Continue the essay on Fred Phelps and Nadya Suleman from the point where it stops.

Page extract
Start of Block

What do they have in common with Barack Obama?!

Here's what: they push us up against some of our deepest values and strongest feelings. They ask us what we stand for and what we're going to do about it.

If we're honest, the revulsion we feel toward Phelps and Suleman is partly because they confront us with our own darkness. Ordinary Evangelicals - decent loving people who are bound to homophobia by bibliolatry -- cringe at the horrid, hateful signs that Phelps waves in the name of their God. And for some, a wonderful thing happens. Sanctified alienation from gays gets overwhelmed by alienation from gay-haters. Love wins out.

For many people, a Phelps encounter offers a first visceral experience of what it's like to be on the receiving end of such loathing. In the same way that Hollywood takes sex and violence over the top so that we can get those adrenaline surges from the comfort of our couches, Phelps purifies and refines homophobia into such a vile spew that, even across our laptops and televisions, we can't help but feel it in our own bodies.

It is the intensity of Phelps that gives him the power to call us out of our armchairs. This week -- in an incident that rippled across the country -- Kansas high school students rallied around their gay friends, holding signs of affirmation and love. What's the matter with Kansas? Maybe not so much as some people think.

End of Block

[Natural-language object grounding data]

Start of Block

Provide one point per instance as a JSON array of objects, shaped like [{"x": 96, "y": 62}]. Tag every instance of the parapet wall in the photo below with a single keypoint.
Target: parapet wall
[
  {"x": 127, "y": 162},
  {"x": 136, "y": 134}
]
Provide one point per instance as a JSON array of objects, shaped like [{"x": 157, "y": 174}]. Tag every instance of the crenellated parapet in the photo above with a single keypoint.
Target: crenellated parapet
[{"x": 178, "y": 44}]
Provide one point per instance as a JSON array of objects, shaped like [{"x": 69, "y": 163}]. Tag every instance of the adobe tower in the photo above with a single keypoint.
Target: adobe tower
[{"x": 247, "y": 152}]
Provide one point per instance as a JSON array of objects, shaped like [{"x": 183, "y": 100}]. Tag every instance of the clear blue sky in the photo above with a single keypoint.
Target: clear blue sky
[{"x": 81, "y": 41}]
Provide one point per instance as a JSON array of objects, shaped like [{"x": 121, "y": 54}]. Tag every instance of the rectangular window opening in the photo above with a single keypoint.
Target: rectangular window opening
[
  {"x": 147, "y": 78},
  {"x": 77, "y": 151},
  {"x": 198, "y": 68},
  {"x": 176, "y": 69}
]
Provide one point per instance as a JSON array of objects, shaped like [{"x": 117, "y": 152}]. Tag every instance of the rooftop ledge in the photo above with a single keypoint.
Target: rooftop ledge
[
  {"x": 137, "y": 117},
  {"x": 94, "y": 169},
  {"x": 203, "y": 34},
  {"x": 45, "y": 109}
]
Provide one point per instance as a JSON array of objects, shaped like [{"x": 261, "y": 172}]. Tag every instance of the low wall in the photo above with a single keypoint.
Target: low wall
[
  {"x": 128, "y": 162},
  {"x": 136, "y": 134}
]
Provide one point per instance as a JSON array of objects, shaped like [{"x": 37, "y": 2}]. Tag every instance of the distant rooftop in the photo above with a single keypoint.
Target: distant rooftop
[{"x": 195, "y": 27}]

End of Block

Answer section
Suleman's biomedical exploits also have rippled across the country. She hit a nerve we didn't know we had. Lurid curiosity, revulsion, indignation, child-empathy, nurturance and outrage -- these are powerful emotions, and they've raised powerful questions about right and wrong. How many is too many? Who is responsible? What do those children -- with their likely disabilities -- deserve in terms of care? What do all children deserve in terms of care? Who decides?

We may grieve the harm caused by people who blunder through life at extremes. But we should also thank them. Because most of the harm done in the world isn't done by Phelps's or Sulemans. It's done by people like you and me with our ordinary fears and blind spots and pursuit of what we want. And they help us change.

From the dedication page of Lon Po Po, A Red Riding Hood Story by Ed Young: "To all the wolves of the world for lending their good name as a tangible symbol for our darkness."